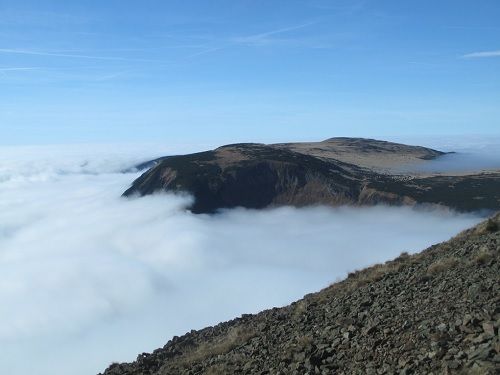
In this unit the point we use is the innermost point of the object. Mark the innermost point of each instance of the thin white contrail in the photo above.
(43, 53)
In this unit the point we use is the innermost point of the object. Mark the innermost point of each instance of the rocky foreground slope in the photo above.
(436, 312)
(338, 171)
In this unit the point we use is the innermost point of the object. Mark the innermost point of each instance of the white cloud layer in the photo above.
(87, 277)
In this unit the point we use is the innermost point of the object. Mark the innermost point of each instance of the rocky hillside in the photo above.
(334, 172)
(436, 312)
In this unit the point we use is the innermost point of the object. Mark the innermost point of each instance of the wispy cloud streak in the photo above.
(254, 40)
(44, 53)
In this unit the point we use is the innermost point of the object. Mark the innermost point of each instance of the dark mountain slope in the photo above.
(257, 176)
(437, 312)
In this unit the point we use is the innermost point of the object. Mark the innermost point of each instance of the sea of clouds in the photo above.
(88, 277)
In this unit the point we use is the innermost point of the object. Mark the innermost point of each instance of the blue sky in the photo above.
(249, 70)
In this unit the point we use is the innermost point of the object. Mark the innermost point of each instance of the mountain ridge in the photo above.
(338, 171)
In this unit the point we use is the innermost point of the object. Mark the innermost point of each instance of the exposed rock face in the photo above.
(437, 312)
(257, 176)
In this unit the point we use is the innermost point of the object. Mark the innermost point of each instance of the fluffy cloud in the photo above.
(88, 277)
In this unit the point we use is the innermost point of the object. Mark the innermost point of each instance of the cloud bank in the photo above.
(88, 277)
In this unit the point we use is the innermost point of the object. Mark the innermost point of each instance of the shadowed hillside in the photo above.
(436, 312)
(338, 171)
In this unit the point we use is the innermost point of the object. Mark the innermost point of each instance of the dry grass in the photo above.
(235, 337)
(483, 257)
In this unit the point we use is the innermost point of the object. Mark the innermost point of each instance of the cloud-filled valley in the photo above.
(89, 277)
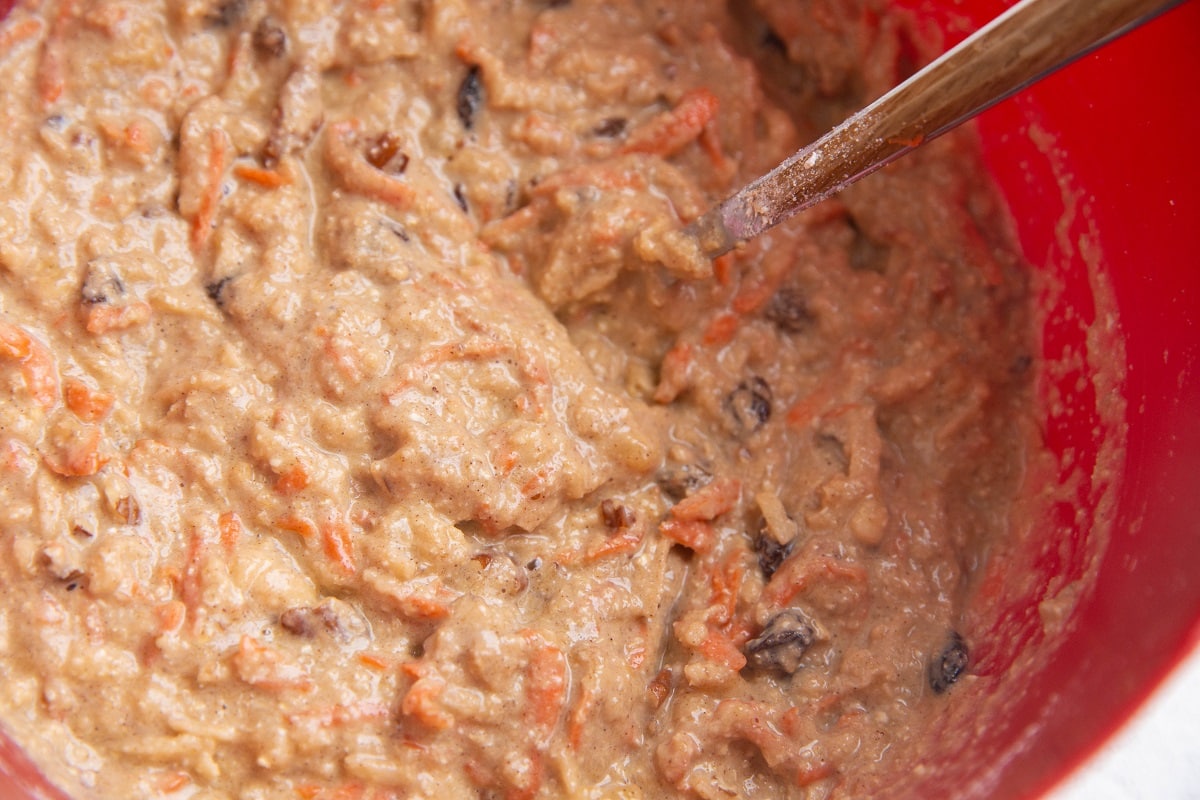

AIM
Quote all of the records above verbatim, omitting the pictures.

COMPLETED EXERCISE
In this unit the point we use is the innermost point of the object. Mark the innermost point of each instance of the thin white contrail in the photo above.
(43, 53)
In this unit the point we use is the innermost point of the object. Mark the innermost point of each instance of the rocky foreground slope in the photo above.
(436, 312)
(338, 171)
In this unit the point we use is the innermost point of the object. Mark the innermost point of each instance of the white cloud layer in the photo above.
(87, 277)
In this unit the point we use is the innermost point of the object. Mark the innermost point of each instance of the rocky hillside in the photo above.
(334, 172)
(436, 312)
In this unit the point we use is the innermost point of the object. Mark the innermost point of each instance of the wispy cloud streak in the photo above.
(254, 40)
(44, 53)
In this unit the point we use is the innermost point of the object. Mark the innermost point of each instance of the dark mountain slope in the photo above.
(257, 176)
(437, 312)
In this unit the point we use is the innermost point of the object. Mark the innermost point of each instance of the sea of clouds in the photo above.
(88, 277)
In this unit the point we use is the innermost point of the object. Mark the innermost point of each instance of the blue sky in the photo above.
(249, 70)
In this unit the point we use is the innermost point of the object. Mark the innermost point of each instance of the mountain ridge in the photo above.
(338, 171)
In this unit the point we use is the innermost point of the object. Mark the innermost point of each instance of the exposed rock face in the photo above.
(437, 312)
(257, 176)
In this unit the point we use is the innermost point of the object. Mark the innermost point of each instance of the fluffy cloud in the photo above.
(88, 277)
In this unit the point we use is the innermost point of the object. Mark the innermost point of each instance of the cloud bank in the photo above.
(88, 277)
In this unit the point we use is the innermost point of the object. Mark the innermost point of each instance of the shadowed hillside in the photo above.
(436, 312)
(338, 171)
In this unit the point we use is the innermost point of the object. Mark the innermost point of each instance of the dry grass in the photo above.
(235, 337)
(483, 257)
In this unit the point we use is the innermost point of the object. Mark the innermost point of each instance of the cloud-filled valley in the photo above.
(89, 277)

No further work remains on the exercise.